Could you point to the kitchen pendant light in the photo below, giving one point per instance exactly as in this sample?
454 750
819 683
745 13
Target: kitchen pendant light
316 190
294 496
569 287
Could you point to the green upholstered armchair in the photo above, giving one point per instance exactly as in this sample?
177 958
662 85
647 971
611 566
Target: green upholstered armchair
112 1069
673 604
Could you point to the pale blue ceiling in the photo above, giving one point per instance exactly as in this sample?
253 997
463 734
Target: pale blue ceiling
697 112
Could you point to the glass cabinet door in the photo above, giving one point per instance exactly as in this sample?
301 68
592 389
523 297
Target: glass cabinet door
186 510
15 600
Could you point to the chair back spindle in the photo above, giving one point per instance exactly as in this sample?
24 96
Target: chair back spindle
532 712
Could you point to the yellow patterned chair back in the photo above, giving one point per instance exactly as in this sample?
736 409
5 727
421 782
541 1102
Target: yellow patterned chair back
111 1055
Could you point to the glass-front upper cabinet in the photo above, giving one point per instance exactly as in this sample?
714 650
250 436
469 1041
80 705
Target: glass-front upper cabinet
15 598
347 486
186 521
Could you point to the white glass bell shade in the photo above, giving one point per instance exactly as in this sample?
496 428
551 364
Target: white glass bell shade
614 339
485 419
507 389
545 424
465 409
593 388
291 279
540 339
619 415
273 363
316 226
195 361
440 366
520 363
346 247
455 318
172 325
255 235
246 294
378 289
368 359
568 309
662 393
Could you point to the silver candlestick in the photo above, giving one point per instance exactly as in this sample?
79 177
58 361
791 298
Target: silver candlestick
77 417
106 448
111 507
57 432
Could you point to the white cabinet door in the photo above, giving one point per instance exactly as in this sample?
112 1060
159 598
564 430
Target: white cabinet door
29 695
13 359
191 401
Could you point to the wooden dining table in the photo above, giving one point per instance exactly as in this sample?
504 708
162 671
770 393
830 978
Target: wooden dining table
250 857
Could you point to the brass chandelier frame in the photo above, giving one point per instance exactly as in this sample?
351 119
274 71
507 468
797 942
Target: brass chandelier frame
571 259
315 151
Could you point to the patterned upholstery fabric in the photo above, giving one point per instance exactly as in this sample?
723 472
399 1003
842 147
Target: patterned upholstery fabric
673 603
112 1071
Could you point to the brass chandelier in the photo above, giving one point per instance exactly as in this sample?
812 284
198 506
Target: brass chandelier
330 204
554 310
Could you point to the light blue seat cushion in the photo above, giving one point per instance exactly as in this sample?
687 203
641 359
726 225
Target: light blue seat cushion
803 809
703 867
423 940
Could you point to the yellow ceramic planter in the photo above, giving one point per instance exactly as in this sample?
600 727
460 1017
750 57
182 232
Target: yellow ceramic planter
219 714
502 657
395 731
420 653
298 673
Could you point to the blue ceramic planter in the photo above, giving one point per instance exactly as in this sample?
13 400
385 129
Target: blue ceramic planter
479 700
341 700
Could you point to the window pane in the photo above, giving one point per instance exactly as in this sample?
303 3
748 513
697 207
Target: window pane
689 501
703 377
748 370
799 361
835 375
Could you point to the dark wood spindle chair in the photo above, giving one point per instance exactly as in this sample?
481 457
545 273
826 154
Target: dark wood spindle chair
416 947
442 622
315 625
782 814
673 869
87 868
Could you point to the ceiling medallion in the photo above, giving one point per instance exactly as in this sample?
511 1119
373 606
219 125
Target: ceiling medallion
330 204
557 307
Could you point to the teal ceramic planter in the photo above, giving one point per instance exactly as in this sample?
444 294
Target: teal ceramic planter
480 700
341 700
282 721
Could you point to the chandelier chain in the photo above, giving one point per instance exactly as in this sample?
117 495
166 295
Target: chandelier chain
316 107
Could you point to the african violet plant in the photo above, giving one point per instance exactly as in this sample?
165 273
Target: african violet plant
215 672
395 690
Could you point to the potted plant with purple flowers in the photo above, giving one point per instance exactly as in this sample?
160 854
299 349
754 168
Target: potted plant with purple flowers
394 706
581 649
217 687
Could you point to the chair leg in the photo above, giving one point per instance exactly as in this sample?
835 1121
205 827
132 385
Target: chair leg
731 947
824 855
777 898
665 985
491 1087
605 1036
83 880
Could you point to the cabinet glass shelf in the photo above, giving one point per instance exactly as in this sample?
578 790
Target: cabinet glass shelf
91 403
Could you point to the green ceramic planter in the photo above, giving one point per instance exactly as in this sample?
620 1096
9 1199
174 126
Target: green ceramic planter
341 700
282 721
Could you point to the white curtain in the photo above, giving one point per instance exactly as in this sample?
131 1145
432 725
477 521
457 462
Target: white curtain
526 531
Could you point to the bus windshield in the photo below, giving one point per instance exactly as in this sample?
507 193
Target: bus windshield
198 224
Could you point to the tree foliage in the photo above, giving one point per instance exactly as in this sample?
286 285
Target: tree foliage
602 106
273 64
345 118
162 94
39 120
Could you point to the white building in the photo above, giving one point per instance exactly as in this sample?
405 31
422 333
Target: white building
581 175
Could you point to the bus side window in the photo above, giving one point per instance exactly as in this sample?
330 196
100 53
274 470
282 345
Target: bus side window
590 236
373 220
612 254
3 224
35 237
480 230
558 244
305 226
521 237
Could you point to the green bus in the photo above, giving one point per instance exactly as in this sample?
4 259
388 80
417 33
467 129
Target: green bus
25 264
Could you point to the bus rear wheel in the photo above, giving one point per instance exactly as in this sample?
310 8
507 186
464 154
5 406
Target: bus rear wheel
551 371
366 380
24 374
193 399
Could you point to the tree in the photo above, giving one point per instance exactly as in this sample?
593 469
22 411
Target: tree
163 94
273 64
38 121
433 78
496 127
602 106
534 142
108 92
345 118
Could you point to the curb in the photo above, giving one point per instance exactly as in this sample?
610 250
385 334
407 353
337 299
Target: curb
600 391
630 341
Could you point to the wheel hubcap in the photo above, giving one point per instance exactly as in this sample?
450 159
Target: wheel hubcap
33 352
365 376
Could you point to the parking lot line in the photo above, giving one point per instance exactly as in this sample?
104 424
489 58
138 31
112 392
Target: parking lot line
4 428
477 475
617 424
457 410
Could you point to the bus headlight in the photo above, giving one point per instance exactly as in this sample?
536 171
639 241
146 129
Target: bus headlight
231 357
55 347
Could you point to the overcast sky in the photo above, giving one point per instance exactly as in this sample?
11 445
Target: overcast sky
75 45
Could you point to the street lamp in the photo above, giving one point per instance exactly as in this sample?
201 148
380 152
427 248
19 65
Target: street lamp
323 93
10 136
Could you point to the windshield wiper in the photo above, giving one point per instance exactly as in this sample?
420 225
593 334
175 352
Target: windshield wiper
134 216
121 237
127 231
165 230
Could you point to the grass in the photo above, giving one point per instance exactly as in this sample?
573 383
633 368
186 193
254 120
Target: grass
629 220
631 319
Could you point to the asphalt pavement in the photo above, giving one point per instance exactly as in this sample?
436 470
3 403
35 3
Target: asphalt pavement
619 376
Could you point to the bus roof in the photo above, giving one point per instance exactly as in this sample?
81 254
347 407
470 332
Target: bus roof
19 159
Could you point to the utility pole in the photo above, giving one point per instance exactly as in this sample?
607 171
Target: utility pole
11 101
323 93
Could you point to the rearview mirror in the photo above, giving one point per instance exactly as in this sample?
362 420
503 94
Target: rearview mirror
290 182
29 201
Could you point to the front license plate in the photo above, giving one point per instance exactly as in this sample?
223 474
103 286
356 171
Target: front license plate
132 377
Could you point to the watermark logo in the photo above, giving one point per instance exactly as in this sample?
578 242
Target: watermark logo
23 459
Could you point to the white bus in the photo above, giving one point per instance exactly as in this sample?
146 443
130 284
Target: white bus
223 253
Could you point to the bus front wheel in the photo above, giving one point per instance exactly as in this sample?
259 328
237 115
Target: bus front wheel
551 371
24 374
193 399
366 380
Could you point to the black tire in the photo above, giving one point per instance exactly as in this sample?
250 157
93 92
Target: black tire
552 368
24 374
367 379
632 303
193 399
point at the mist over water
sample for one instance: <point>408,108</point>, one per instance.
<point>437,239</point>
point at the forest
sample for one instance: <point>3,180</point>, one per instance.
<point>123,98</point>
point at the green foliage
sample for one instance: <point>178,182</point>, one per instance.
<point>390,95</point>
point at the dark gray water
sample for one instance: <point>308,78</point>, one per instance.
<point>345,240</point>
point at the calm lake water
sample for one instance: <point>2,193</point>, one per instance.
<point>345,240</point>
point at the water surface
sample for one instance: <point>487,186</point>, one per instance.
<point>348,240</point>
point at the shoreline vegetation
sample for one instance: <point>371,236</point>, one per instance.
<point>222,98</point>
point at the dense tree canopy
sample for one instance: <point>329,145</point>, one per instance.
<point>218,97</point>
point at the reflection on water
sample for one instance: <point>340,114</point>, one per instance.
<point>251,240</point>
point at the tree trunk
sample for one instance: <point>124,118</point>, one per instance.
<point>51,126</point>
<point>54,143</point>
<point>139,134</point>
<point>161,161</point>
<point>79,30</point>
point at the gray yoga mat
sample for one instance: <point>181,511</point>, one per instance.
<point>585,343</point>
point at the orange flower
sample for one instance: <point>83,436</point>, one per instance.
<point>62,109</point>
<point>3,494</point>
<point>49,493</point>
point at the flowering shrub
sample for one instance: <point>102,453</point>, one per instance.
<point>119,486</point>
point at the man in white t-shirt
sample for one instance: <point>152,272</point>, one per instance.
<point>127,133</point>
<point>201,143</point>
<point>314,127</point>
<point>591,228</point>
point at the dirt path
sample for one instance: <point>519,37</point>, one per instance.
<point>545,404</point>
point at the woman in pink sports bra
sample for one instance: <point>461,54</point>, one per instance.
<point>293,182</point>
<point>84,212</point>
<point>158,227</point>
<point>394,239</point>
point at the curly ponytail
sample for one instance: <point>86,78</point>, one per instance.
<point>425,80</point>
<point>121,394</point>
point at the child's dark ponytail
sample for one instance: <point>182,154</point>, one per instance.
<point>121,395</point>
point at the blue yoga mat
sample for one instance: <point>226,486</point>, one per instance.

______________________________

### GIVEN PROBLEM
Turn the lines of the items above, starting at the line that contains "point at the orange flower" and ending at the line that contains "<point>121,394</point>", into a numbered list with blank lines left out.

### EXERCISE SOLUTION
1. point at the orange flower
2. sample for one instance: <point>83,436</point>, one per instance.
3. <point>62,109</point>
4. <point>3,494</point>
5. <point>49,493</point>
6. point at the flowering shrub
7. sample for one instance: <point>102,453</point>, one per instance.
8. <point>119,486</point>
9. point at the man in white t-shirt
10. sample for one instance: <point>152,272</point>, one per instance.
11. <point>127,133</point>
12. <point>201,143</point>
13. <point>314,127</point>
14. <point>591,228</point>
15. point at the dirt path
16. sample for one instance: <point>519,37</point>, one per instance.
17. <point>545,404</point>
18. point at the woman in pink sports bra
19. sample for one instance: <point>461,54</point>, one per instance.
20. <point>293,182</point>
21. <point>84,212</point>
22. <point>158,227</point>
23. <point>394,239</point>
24. point at the curly ponytail
25. sample for one instance: <point>86,78</point>, one per instance.
26. <point>425,80</point>
27. <point>121,394</point>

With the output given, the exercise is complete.